▶ _Stated problem_
Reproduce the records below with each occurrence of "trail-cam image" renamed to "camera-trap photo" and all other text left as is. Leave the pictures out of your output.

___

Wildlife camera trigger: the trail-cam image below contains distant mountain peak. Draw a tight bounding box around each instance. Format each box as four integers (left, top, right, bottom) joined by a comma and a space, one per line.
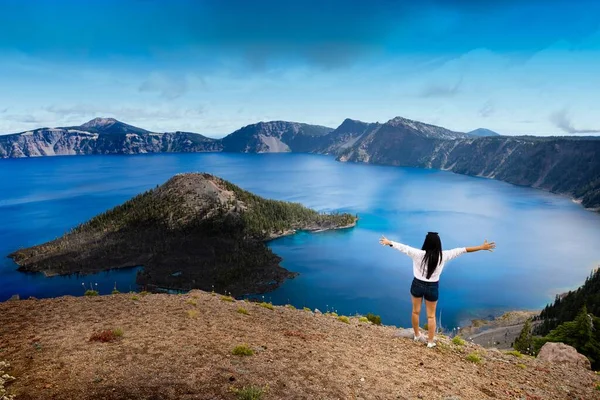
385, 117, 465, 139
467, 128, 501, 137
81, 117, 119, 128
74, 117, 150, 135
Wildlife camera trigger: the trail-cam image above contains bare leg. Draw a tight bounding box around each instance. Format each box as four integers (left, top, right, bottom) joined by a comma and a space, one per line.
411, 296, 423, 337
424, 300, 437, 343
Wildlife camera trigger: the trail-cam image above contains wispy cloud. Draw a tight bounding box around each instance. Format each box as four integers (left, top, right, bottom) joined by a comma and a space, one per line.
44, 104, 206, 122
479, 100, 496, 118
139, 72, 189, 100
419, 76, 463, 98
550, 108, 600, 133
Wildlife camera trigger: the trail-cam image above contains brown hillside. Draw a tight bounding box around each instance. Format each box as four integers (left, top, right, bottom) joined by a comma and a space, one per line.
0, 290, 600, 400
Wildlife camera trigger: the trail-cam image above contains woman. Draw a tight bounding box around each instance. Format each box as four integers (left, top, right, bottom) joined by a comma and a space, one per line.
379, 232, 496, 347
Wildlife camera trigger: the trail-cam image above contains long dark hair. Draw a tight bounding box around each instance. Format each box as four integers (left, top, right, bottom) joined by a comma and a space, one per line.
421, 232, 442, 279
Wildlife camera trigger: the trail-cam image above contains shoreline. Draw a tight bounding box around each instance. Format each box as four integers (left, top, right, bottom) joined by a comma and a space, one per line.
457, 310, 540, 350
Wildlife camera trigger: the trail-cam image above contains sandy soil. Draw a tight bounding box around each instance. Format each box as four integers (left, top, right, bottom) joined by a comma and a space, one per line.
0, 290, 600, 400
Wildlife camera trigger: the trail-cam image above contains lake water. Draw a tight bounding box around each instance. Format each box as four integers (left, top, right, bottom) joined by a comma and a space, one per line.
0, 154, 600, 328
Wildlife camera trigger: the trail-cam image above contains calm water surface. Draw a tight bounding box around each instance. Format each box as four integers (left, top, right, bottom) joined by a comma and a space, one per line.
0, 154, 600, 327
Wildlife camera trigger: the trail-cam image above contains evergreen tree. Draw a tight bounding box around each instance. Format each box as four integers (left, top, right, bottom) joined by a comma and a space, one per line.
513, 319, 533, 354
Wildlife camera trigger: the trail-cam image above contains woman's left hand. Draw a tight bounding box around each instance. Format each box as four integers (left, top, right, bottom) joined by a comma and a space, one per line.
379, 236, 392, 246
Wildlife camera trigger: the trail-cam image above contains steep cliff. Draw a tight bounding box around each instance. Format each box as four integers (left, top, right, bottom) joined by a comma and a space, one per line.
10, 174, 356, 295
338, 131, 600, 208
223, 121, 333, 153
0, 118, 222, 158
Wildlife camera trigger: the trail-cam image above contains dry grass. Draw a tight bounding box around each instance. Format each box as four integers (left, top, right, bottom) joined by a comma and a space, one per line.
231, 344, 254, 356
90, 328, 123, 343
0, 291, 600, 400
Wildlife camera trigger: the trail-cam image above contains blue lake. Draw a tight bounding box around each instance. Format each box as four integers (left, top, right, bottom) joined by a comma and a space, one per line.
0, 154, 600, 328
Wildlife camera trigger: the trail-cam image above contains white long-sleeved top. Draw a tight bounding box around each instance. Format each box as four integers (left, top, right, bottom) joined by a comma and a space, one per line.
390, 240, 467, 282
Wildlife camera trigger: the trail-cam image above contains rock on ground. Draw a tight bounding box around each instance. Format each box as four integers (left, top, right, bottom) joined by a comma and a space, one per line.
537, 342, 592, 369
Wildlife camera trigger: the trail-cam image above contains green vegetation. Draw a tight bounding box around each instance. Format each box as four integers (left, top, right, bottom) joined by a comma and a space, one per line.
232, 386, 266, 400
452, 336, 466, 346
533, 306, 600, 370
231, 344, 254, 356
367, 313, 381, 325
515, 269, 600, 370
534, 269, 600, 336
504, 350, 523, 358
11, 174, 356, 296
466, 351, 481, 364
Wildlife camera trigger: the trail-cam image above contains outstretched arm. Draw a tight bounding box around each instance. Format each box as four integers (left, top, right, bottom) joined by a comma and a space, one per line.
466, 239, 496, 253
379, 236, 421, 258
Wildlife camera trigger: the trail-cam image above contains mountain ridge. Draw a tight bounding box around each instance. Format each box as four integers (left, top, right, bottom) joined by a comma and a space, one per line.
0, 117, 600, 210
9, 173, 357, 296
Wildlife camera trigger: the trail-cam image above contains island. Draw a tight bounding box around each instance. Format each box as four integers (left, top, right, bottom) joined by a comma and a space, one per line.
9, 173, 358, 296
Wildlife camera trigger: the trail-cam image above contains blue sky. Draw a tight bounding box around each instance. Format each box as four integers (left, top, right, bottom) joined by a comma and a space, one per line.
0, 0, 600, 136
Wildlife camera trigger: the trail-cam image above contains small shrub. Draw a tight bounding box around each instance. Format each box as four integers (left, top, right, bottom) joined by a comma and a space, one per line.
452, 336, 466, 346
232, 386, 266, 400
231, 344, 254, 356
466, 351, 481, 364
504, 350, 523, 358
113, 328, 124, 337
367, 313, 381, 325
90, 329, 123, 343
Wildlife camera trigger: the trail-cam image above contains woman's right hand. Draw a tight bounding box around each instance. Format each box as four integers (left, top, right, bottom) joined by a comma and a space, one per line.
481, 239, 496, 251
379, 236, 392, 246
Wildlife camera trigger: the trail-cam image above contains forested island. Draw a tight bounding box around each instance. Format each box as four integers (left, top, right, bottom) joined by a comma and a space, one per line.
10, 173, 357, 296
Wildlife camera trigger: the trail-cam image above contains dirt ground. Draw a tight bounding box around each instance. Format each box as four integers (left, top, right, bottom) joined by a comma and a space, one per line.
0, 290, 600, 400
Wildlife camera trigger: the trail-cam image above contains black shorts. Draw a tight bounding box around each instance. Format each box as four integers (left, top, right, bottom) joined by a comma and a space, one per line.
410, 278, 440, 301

___

▶ _Solution to the exercise_
Wildlife camera trigger: the camera-trap photo below contains distant mountain peak. Draw a tight bounding box around each instance. Format each box as four integers (left, top, right, bottom) joined by a comma and a space, one per line.
385, 117, 465, 139
467, 128, 501, 137
81, 117, 119, 128
74, 117, 150, 135
Wildlife camera trigger: the camera-trap photo above contains bare leg. Draw a tight bounding box around each instance. Format each box as four integers (left, top, right, bottom) joined by a comma and a space, one per line.
411, 296, 423, 337
424, 300, 437, 343
Wildlife camera trigger: the camera-trap photo above contains wispy cloud. Draw a tight bounding box around each instance. Format each box as four integers (left, top, right, bottom) joined by a comma and a space, one per line.
44, 104, 206, 122
479, 100, 496, 118
139, 72, 189, 100
419, 76, 463, 98
550, 108, 600, 133
Wildlife camera trigger: the camera-trap photo above contains brown hillside. Draw a tight bounding box around each instance. Format each box as four integers (left, top, right, bottom) joined by a comma and a space, one per line.
0, 290, 600, 400
Wildlife camera trigger: the camera-trap photo above contains woman. Draw a tight bounding box around each instance. Format each box as four integers (left, top, right, bottom) joined by a comma and a space, one per line.
379, 232, 496, 347
Wildlife camera trigger: the camera-trap photo above contains long dark hair. Draw a tight bounding box around each instance. Format each box as four integers (left, top, right, bottom) joined by a comma and a space, one per line.
421, 232, 442, 279
Wildlife camera trigger: the camera-trap photo above contains shoreline. Draw a tight bounding box around each instance. Format each box as four integers (left, top, right, bottom) joined by a comma and a space, one per line.
457, 310, 540, 350
Wildlife camera trigger: the camera-trap photo above contains sandy soil. Draw a tight bounding box around each instance. Format each box as four integers (left, top, right, bottom) joined by a comma and a space, one per line.
0, 290, 600, 400
Wildlife camera trigger: the camera-trap photo above contains lake water. Draw a tight bounding box around each instance. Format each box as four integers (left, top, right, bottom) joined by a comma and a space, one per line.
0, 154, 600, 328
Wildlife camera trigger: the camera-trap photo above contains calm water surface. Draw a tight bounding box around each instance. Format each box as four integers (left, top, right, bottom) joined by a comma and a space, one per line.
0, 154, 600, 327
Wildlife camera trigger: the camera-trap photo above contains evergreen tree. Draw a tight bounding box around each instance. Format each box as four integers (left, top, right, bottom) joined by a comma and a space, one per line.
513, 319, 533, 354
Wildlife camera trigger: the camera-trap photo above contains woman's left hand. Draw a tight bounding box around each instance. Format each box as four integers (left, top, right, bottom) joined by a comma and a space, one per line.
379, 236, 392, 246
Wildlife camera trigger: the camera-trap photo above contains steep cliff. Draw a tight bounding box around each instance. Format each box as four integers (left, top, right, bottom) joined by a comma and a space, one per line.
10, 174, 356, 295
338, 131, 600, 208
223, 121, 333, 153
0, 118, 222, 158
Wildlife camera trigger: the camera-trap photo above contains dry grass. Draw a tight bounding box around each instance. Format each box as four integers (left, top, right, bottom) joined by a comma and a space, one per line.
231, 344, 254, 356
90, 328, 123, 343
0, 291, 600, 400
Wildlife camera trigger: the camera-trap photo above contains blue lake. Draw a tight bounding box around each instance. Format each box as four integers (left, top, right, bottom) joined by a comma and a space, one per line.
0, 154, 600, 328
Wildlife camera trigger: the camera-trap photo above contains white long-sleeved top. Draw a tight bounding box around each instance. Format each box as four integers (left, top, right, bottom) joined by a comma and a space, one per line.
390, 240, 467, 282
Wildlife camera trigger: the camera-trap photo above contains rock on ground. Draw a tight bounding box around each instance. Format each box as four integers (left, top, right, bottom) joined by a comma and a space, one per line.
537, 342, 592, 369
Wildlife camera trigger: the camera-trap photo above contains green vegetation. Draw a tight bounding box around each instance. Format each box as four integers (left, top, right, bottom) joined by a comma and a space, one per line.
232, 386, 266, 400
452, 336, 466, 346
533, 306, 600, 370
231, 344, 254, 356
367, 313, 381, 325
515, 269, 600, 370
534, 269, 600, 336
504, 350, 523, 358
11, 174, 356, 296
466, 351, 481, 364
Wildlife camera trigger: the camera-trap photo above contains outstretched arm. Draw a tight bounding box around each instance. Format each box as four integers (left, top, right, bottom) joined by a comma and a space, one per line.
466, 239, 496, 253
379, 236, 421, 258
Wildlife camera trigger: the camera-trap photo above contains mountain ridge. Draw a tight bounding box around each instance. Format each box as four integers (left, top, right, bottom) joined by a comma and a space, one per line.
0, 117, 600, 210
9, 173, 357, 296
Wildlife camera trigger: the camera-trap photo above contains island. Draw a tight bounding box around each instance. Format each box as four integers (left, top, right, bottom) joined by a comma and a space, one per line.
9, 173, 358, 296
Wildlife camera trigger: the camera-trap photo above contains blue sky. Draw a tight bounding box around each instance. Format each box as four integers (left, top, right, bottom) joined by a comma and a space, one per line.
0, 0, 600, 136
Wildlife camera trigger: the camera-trap photo above contains small shrub. Draw a tight bounding box around each instance. Format each box as four integers (left, top, right, bottom) joined by a comma and a space, one per line.
452, 336, 466, 346
232, 386, 266, 400
231, 344, 254, 356
466, 351, 481, 364
504, 350, 523, 358
113, 328, 124, 337
367, 313, 381, 325
90, 329, 123, 343
Wildlife camera trigger: the camera-trap photo above contains woman's right hand. Draw a tight bounding box around each instance. Format each box as four integers (left, top, right, bottom) joined by a comma and a space, one per line.
481, 239, 496, 251
379, 236, 392, 246
Wildlife camera trigger: the camera-trap photo above contains forested island. Draw a tight bounding box around each instance. Format each box as four integers (left, top, right, bottom) joined by a comma and a space, one per line.
10, 173, 357, 296
Wildlife camera trigger: the camera-trap photo above contains dirt ground. Draw a tight bounding box around each instance. Format each box as four integers (left, top, right, bottom) joined by a comma and a space, one per line.
0, 290, 600, 400
Wildlife camera trigger: the camera-trap photo above contains black shorts. Draw a tight bounding box around each instance. Format each box as four integers (left, top, right, bottom) joined by a comma and a space, one per line.
410, 278, 440, 301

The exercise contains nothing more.